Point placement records
* Start *

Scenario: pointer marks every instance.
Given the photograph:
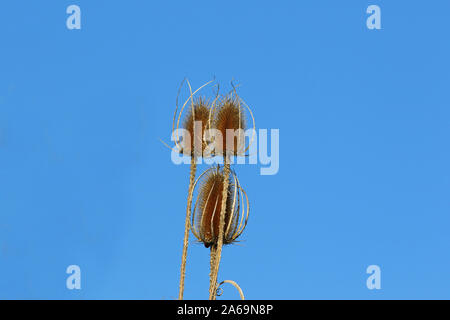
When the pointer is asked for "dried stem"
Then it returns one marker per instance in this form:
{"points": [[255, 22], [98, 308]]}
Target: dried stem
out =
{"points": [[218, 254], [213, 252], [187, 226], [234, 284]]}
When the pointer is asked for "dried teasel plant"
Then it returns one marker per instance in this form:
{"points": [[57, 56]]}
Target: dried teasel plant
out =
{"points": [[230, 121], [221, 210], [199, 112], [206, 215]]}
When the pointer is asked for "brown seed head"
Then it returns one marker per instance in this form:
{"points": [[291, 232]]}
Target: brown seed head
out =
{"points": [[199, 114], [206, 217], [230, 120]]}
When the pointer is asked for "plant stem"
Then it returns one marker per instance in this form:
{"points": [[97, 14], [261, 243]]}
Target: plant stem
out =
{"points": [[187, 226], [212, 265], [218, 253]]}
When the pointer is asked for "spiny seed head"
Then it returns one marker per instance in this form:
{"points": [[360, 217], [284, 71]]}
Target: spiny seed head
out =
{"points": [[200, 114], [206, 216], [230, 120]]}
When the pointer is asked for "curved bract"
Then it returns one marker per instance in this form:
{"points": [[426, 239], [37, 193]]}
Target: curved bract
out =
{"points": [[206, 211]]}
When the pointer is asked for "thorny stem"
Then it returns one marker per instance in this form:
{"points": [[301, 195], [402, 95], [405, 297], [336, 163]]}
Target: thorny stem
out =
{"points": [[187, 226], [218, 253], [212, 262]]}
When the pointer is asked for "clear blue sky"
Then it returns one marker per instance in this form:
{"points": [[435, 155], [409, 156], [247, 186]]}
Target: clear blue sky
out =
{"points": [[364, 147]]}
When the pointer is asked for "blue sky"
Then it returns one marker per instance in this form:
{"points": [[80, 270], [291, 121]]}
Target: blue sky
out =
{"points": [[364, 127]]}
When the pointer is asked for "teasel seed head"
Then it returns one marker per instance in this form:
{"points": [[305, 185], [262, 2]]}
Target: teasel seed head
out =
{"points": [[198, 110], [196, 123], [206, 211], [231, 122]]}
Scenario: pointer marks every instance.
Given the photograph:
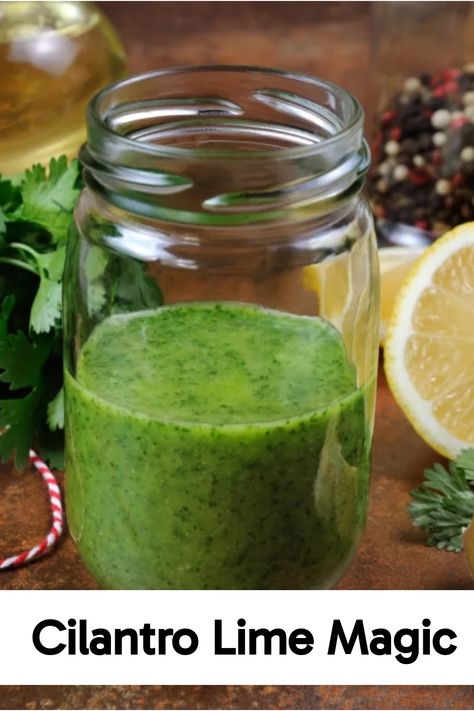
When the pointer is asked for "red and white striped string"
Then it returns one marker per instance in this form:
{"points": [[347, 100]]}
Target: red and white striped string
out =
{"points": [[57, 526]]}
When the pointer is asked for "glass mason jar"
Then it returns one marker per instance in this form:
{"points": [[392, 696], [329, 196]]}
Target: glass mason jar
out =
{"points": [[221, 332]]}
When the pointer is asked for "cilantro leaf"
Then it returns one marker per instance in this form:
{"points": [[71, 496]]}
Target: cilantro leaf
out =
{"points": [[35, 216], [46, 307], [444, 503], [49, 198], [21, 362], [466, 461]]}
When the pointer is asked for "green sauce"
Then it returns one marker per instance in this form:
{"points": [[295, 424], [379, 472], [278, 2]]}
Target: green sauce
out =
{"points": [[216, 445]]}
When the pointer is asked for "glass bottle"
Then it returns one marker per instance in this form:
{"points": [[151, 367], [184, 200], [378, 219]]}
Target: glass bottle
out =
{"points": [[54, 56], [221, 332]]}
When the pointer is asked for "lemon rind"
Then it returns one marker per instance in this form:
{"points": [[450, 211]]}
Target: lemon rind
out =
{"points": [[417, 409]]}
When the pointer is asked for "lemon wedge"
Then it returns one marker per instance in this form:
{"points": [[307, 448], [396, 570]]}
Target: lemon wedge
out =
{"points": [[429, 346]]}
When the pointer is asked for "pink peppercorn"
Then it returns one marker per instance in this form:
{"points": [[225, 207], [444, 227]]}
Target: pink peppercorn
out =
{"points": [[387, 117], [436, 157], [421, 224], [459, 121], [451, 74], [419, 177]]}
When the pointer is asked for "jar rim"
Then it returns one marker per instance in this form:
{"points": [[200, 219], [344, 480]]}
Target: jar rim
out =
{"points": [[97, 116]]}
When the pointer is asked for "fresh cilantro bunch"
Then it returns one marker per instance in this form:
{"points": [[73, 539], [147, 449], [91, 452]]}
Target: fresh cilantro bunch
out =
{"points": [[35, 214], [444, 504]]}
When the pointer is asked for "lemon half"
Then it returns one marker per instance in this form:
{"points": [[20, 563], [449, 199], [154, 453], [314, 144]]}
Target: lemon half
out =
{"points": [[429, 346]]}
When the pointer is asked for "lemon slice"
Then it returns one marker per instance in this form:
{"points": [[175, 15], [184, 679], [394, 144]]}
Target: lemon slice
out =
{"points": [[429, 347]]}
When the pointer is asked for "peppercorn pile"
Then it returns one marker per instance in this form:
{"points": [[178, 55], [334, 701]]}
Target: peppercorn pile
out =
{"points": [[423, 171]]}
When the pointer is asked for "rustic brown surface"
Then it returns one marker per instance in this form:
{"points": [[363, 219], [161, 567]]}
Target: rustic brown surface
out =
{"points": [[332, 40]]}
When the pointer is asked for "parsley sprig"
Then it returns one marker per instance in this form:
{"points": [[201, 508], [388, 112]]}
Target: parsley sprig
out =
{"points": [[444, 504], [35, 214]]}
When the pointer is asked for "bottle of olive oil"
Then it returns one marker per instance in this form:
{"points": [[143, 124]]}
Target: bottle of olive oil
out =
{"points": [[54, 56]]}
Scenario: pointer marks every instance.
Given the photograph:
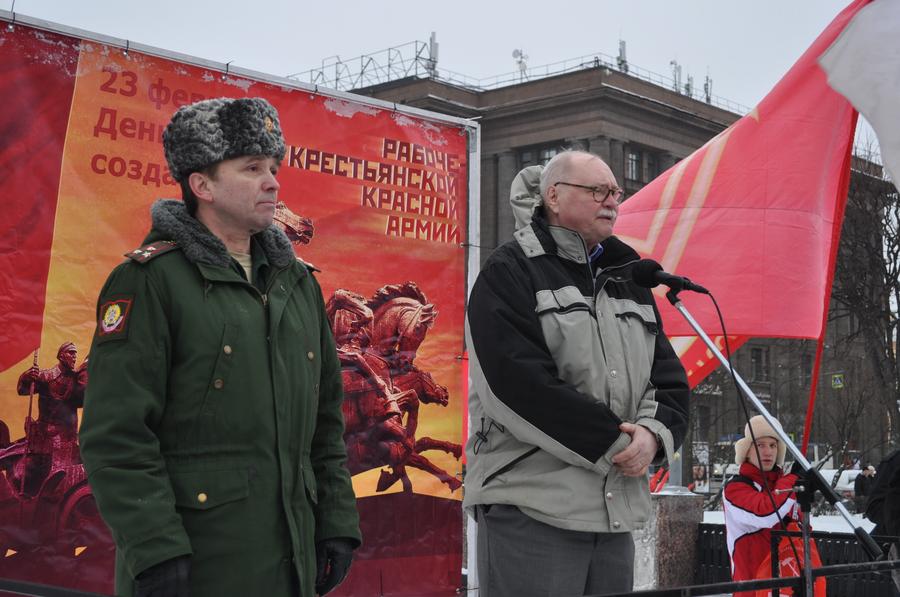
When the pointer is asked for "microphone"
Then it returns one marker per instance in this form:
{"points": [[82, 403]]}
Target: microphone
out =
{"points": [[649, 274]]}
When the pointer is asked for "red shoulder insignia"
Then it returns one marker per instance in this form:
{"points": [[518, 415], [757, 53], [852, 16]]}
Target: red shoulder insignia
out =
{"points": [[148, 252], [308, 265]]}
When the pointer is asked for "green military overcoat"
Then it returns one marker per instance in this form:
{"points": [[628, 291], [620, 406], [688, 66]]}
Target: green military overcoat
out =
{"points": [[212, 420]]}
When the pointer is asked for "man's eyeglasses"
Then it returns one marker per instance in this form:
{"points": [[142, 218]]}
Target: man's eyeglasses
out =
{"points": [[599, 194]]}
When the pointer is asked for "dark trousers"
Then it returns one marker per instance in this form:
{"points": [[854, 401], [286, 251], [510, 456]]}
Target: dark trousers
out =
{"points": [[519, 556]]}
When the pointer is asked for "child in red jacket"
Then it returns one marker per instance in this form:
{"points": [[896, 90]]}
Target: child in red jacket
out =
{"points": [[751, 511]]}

* End *
* Start *

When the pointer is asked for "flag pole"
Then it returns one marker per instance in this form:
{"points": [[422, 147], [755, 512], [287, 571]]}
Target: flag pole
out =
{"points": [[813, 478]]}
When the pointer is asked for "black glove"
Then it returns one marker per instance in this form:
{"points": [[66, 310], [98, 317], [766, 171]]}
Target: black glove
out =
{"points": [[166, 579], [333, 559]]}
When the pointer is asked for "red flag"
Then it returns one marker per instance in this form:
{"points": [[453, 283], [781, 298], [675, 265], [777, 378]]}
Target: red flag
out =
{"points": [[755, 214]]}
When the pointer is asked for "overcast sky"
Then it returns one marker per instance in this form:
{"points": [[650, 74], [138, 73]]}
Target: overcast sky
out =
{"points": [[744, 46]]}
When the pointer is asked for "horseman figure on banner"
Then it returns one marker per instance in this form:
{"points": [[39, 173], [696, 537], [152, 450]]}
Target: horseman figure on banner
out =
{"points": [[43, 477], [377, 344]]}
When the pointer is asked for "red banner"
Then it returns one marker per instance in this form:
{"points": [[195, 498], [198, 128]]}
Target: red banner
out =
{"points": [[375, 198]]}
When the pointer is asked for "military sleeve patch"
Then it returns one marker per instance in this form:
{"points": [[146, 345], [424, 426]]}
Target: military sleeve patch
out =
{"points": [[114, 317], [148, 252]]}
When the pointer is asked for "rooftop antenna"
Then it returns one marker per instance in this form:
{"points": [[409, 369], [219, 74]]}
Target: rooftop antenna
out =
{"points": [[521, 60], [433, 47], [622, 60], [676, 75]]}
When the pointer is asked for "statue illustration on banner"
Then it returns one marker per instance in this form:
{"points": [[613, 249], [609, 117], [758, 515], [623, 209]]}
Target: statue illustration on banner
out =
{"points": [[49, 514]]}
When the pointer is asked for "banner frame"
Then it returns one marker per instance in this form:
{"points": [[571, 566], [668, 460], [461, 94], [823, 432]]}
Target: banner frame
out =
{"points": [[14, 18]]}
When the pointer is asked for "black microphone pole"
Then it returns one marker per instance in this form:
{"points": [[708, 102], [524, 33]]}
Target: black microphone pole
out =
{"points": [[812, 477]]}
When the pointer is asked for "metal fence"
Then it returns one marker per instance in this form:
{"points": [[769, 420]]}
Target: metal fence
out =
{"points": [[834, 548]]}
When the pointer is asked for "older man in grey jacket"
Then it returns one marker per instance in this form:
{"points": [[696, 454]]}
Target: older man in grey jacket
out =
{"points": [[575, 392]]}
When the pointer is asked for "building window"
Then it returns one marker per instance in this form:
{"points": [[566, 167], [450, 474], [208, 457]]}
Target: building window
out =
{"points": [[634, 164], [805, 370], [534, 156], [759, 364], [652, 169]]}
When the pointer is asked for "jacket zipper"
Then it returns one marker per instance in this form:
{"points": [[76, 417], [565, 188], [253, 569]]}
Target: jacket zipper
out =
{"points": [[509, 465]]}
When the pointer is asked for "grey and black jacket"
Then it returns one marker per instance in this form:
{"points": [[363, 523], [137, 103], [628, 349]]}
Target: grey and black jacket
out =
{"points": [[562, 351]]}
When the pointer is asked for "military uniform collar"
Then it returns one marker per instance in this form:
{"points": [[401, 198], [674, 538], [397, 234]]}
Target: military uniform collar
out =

* End *

## Exercise prompt
Report, in full, each of the lines above in which the word "brown" appears.

## Task solution
When the pointer is asked for "brown seed head"
Target: brown seed head
When the pointer is asked for "rustic brown surface"
Target: rustic brown surface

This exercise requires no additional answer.